» LATIHAN TERTULIS 1:
Salin kembali bagian teks tentang Masjid Agung Wolio yang dimulai dari kata-kata "Masjid ini dibangun" dan berhenti setelah "yang musnah terbakar.", tetapi ganti "perang saudara" dengan "pertikaian internal".
» LATIHAN TERTULIS 2:
Sebutkan semua angka tahun yang muncul di bagian "Sejarah" dalam teks tentang Masjid Agung Wolio.
» LATIHAN TERTULIS 3:
Menurut teks tentang Masjid Agung Wolio, apa yang terjadi pada masjid yang dibangun pada masa Sultan Murhum?

Jumat, 02 Desember 2011

Masjid Agung Wolio

Masjid Al-Muqarrabin Syafyi Shaful Mu'min atau lebih dikenal dengan Masjid Agung Wolio adalah sebuah masjid yang berlokasi di Kota Bau-Bau, Pulau Buton, Sulawesi Tenggara.

 Sejarah

Masjid ini dibangun pada tahun 1712 oleh Sultan Sakiuddin Durul Alam yang memimpin Kesultanan Buton ketika itu merupakan masjid tertua di Sulawesi Tenggara (Sultra) dan merupakan lambang kejayaan Islam di masa itu. Para ahli meyakini Masjid Agung Wolio adalah masjid tertua di Sulawesi Tenggara. Namun, sejatinya ada sebuah masjid lain yang lebih tua yang dibangun di masa pemerintah Sultan pertama Buton, Kaimuddin Khalifatul Khamis atau Sultan Murhum (1427-1473). Hanya, masjid itu terbakar dalam perang saudara di Kesultanan Buton. Selanjutnya, Sultan Sakiuddin Darul Alam, yang berhasil memenangi perang saudara tersebut, membangun Masjid Agung Wolio untuk mengganti masjid yang musnah terbakar.

» BAHAN YANG DISEDIAKAN:
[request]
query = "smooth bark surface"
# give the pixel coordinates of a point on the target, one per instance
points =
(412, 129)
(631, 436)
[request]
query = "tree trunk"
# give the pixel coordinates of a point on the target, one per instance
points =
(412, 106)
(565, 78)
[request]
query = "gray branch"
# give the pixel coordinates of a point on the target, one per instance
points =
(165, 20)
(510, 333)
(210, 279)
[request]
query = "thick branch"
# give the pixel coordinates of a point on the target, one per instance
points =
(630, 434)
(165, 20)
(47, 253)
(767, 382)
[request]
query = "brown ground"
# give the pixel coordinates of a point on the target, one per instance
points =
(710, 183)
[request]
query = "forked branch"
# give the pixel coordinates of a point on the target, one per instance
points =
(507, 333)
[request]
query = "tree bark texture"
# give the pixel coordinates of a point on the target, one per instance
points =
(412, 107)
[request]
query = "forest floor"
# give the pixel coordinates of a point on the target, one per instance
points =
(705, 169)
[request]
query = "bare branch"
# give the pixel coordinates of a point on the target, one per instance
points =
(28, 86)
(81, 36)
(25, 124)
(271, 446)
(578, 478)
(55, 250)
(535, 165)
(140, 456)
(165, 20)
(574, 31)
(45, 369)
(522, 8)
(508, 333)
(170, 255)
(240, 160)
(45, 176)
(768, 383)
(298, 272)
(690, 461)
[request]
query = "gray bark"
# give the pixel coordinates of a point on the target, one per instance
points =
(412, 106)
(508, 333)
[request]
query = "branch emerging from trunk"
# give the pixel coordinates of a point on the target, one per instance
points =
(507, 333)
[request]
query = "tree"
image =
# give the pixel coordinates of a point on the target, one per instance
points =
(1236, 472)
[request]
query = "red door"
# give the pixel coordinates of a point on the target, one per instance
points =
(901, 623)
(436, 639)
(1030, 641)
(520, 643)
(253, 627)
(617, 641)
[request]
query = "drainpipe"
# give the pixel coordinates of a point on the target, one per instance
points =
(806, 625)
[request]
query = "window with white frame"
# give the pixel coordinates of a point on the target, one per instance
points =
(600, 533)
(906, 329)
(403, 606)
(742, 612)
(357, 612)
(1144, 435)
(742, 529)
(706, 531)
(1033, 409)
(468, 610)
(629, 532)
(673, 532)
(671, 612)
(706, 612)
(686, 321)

» JAWABAN LENGKAP 1:
Masjid ini dibangun pada tahun 1712 oleh Sultan Sakiuddin Durul Alam yang memimpin Kesultanan Buton ketika itu merupakan masjid tertua di Sulawesi Tenggara (Sultra) dan merupakan lambang kejayaan Islam di masa itu. Para ahli meyakini Masjid Agung Wolio adalah masjid tertua di Sulawesi Tenggara. Namun, sejatinya ada sebuah masjid lain yang lebih tua yang dibangun di masa pemerintah Sultan pertama Buton, Kaimuddin Khalifatul Khamis atau Sultan Murhum (1427-1473). Hanya, masjid itu terbakar dalam pertikaian internal di Kesultanan Buton. Selanjutnya, Sultan Sakiuddin Darul Alam, yang berhasil memenangi pertikaian internal tersebut, membangun Masjid Agung Wolio untuk mengganti masjid yang musnah terbakar.

» JAWABAN LENGKAP 2:
1712, 1427, 1473

» JAWABAN LENGKAP 3:
Masjid itu terbakar dalam perang saudara di Kesultanan Buton.